### EXERCISE OBJECTIVE
From the start of the records through the line with "(1021, 302)", rewrite every line, requests included. Scale each coordinate in the answers by 1.05 and round it to a whole number, with halves rounding up.

══ RECORD EXTRACTS ══

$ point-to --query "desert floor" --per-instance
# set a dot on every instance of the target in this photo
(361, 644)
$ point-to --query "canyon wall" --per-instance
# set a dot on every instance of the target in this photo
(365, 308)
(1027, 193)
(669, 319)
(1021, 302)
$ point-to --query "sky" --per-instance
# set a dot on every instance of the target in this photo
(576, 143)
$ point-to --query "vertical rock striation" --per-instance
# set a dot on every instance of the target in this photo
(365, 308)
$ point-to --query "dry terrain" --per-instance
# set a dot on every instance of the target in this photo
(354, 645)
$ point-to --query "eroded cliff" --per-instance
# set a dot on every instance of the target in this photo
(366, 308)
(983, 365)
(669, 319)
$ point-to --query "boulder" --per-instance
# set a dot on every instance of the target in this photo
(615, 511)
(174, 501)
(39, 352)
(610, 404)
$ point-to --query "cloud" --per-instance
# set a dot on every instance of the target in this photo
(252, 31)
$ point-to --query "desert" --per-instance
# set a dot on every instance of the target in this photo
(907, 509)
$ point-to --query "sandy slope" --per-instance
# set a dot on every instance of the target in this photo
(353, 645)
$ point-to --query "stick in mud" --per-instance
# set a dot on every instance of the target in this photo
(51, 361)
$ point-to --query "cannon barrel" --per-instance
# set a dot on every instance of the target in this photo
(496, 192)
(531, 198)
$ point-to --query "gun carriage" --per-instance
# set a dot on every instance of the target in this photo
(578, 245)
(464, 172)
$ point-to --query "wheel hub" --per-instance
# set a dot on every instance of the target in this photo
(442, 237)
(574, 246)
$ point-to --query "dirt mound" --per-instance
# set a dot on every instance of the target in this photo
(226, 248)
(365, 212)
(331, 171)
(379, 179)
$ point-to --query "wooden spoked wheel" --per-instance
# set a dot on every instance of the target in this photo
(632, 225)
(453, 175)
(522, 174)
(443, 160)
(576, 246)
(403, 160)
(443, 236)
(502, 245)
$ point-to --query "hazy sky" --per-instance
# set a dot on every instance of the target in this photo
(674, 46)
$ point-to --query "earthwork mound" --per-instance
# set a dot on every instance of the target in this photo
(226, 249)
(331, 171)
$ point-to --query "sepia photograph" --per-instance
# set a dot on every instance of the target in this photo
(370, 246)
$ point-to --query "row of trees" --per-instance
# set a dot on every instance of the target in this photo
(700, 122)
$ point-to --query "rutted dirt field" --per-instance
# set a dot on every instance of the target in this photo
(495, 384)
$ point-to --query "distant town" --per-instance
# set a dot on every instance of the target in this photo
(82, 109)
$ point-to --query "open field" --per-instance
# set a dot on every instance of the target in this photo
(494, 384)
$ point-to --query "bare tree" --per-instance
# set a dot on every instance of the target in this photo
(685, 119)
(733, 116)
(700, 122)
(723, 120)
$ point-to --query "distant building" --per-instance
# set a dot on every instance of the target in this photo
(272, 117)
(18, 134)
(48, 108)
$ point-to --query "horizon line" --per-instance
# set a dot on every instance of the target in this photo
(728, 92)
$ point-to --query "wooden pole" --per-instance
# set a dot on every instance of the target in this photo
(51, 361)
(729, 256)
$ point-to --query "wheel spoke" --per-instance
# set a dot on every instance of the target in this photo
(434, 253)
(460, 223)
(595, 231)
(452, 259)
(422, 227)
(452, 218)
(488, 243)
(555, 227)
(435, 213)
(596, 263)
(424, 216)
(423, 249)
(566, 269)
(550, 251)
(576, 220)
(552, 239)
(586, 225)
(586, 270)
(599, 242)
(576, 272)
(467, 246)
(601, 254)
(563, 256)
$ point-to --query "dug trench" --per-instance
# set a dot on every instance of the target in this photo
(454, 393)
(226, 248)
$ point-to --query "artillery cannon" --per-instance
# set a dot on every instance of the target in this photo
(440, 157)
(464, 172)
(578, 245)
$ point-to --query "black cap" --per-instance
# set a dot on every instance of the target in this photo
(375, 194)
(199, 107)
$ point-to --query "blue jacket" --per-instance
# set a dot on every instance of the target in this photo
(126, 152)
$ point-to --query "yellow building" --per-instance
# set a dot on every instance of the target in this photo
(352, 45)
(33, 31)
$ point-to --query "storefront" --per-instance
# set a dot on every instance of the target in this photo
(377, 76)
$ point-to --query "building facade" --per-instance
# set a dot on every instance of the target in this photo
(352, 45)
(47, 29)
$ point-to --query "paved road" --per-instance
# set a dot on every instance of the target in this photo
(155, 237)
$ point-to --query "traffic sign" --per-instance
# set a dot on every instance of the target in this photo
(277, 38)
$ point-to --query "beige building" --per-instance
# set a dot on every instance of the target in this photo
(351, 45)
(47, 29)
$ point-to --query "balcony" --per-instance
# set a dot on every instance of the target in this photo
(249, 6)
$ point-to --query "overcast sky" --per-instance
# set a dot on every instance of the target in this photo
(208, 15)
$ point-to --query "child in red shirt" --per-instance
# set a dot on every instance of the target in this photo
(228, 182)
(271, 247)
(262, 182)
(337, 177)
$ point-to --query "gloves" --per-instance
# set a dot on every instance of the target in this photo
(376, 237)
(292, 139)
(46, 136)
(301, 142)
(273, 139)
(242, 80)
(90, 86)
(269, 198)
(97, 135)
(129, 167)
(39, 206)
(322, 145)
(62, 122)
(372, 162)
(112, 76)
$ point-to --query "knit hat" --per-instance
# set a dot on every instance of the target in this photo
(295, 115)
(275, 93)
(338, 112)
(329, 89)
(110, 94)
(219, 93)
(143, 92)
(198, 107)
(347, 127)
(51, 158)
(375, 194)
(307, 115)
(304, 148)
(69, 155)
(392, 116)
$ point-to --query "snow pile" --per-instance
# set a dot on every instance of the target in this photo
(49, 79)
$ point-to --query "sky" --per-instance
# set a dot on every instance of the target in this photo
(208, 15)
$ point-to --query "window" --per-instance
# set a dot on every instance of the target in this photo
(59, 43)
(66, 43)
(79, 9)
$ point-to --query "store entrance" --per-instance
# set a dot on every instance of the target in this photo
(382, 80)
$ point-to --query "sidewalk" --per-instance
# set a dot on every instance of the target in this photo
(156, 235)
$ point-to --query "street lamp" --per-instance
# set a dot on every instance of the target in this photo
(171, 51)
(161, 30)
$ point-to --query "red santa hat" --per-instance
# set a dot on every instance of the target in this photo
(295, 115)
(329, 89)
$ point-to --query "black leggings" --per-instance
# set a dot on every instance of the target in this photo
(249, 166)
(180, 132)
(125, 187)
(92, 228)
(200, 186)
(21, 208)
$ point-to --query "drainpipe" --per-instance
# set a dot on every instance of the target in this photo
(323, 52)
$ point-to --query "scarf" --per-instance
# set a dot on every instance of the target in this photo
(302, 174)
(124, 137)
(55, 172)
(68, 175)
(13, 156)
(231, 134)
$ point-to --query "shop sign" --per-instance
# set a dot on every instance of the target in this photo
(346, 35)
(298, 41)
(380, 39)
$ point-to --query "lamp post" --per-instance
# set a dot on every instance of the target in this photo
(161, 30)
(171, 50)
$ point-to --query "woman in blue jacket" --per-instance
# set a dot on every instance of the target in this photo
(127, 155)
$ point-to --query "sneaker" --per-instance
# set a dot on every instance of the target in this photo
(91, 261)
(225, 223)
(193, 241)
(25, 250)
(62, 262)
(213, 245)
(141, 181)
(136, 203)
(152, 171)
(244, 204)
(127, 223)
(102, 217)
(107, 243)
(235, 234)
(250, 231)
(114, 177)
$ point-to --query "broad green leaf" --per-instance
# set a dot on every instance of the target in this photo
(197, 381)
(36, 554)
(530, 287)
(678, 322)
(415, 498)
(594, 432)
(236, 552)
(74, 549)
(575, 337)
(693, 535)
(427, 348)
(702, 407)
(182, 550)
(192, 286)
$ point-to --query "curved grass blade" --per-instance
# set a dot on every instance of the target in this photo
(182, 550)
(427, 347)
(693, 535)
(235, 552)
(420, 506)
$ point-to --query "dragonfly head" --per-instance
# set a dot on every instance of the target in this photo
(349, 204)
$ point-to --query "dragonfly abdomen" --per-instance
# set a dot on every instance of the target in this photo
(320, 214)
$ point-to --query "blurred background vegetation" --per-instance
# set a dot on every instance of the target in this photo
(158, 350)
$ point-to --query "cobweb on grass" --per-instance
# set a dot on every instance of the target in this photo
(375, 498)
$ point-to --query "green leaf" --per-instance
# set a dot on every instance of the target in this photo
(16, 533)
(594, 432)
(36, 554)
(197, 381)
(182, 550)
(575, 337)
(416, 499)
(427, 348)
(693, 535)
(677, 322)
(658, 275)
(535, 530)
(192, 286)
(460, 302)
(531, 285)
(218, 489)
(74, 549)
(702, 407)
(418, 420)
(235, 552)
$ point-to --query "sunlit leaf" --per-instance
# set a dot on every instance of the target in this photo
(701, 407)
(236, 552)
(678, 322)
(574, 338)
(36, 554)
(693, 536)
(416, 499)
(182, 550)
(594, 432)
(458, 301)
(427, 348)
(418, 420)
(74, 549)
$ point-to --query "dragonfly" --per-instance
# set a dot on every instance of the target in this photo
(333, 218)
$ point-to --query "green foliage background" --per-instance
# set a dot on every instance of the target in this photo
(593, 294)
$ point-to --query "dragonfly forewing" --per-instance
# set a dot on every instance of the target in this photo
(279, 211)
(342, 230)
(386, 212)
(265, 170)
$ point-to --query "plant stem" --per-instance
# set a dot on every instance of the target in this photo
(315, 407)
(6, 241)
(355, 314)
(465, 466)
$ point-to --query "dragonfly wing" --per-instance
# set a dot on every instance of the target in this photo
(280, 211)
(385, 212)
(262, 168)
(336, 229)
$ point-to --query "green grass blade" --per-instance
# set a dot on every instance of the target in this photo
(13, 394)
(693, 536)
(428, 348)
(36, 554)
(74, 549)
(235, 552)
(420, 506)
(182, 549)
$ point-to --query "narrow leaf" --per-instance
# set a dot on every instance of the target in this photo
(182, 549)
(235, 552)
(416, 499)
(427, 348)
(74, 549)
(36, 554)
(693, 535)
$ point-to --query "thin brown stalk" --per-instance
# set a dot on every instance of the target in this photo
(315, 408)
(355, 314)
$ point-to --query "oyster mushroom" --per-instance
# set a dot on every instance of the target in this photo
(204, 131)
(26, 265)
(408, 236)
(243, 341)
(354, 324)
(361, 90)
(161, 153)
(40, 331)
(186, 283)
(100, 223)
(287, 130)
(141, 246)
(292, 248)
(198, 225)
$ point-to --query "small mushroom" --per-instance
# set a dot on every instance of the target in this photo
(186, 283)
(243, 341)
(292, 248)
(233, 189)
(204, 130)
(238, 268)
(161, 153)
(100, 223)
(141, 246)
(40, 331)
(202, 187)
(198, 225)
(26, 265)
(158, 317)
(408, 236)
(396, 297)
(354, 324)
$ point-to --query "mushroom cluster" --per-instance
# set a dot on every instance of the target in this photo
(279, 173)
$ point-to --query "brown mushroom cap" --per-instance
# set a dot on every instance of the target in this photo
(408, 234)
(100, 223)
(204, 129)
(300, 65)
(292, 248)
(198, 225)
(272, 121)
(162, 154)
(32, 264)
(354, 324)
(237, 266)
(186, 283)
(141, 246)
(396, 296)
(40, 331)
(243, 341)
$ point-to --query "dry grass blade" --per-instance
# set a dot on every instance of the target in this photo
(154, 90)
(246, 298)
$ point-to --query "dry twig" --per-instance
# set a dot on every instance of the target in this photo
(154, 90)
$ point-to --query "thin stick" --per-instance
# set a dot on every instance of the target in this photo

═══

### RESULT OF THE TASK
$ point-to --query "desert floor" --per-instance
# set a dot on every instance of the target in this photo
(379, 676)
$ point-to --query "canyon wall" --per-instance
# set a dot on every instance of the target in this photo
(383, 323)
(1078, 203)
(702, 335)
(1072, 317)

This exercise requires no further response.